**Instructions to follow:** Reproduce the passage on the torture convictions word for word, starting with "The court convicted" and going on through "gendarmes were acquitted.".

**Text segment:**
● ● ●

Members of the police and gendarmerie tortured Çeber, Karakaya, Gün, and another fellow activist, Aysu Baykal, before the three men were transferred to Metris Prison and Baykal to a women's prison. The court sentenced two police officers to seven years and six months for torturing Çeber, Karakaya, and Gün while still in police custody, and a female officer to two years and six months for torturing Baykal.

The court convicted in all 19 officials for their role in the activists' torture. A prison doctor was sentenced to three years and one month for falsifying documents claiming the inmates had been examined by medical staff on their arrival at the prison. Other prison officers received five-month suspended sentences for negligence and failure to report a crime. A gendarmerie special sergeant received a five-month suspended sentence for intentional injury, while two other gendarmes were acquitted.

● ● ●

**Records provided:**
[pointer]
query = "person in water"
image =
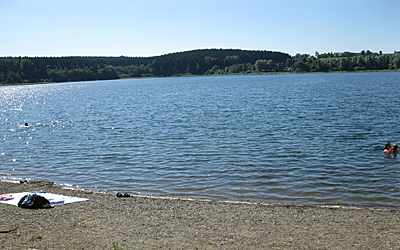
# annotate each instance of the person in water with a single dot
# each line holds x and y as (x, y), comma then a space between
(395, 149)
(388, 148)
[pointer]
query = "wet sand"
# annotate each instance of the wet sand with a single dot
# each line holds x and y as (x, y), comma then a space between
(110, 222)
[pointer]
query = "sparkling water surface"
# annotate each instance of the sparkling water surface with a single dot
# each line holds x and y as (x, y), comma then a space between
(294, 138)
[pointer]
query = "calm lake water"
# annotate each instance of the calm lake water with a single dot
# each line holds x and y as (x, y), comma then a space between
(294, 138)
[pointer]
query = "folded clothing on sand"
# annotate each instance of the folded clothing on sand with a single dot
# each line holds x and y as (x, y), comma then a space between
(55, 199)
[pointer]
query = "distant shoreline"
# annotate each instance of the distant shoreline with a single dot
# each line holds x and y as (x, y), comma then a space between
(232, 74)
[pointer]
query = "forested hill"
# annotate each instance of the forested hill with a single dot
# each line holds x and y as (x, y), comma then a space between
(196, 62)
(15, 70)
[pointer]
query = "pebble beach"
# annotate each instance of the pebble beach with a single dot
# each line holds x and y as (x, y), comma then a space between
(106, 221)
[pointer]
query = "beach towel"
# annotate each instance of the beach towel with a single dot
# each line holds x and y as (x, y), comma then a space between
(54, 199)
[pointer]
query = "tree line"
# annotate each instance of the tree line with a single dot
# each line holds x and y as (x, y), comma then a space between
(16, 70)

● ● ●

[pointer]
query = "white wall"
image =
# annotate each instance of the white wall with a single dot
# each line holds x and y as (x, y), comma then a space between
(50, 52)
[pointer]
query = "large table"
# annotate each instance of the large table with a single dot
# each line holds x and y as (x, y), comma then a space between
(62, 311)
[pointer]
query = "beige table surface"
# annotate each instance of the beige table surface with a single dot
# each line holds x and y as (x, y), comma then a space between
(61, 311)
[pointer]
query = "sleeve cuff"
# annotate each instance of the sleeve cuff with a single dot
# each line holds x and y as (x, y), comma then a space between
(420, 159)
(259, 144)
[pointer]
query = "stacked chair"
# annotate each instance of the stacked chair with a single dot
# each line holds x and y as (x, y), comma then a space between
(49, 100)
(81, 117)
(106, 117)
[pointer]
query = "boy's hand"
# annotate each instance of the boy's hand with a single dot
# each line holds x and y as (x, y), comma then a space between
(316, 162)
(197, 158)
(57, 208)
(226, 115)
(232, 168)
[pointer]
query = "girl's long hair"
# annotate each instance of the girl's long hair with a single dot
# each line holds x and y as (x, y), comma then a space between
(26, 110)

● ● ●

**Solution:**
The court convicted in all 19 officials for their role in the activists' torture. A prison doctor was sentenced to three years and one month for falsifying documents claiming the inmates had been examined by medical staff on their arrival at the prison. Other prison officers received five-month suspended sentences for negligence and failure to report a crime. A gendarmerie special sergeant received a five-month suspended sentence for intentional injury, while two other gendarmes were acquitted.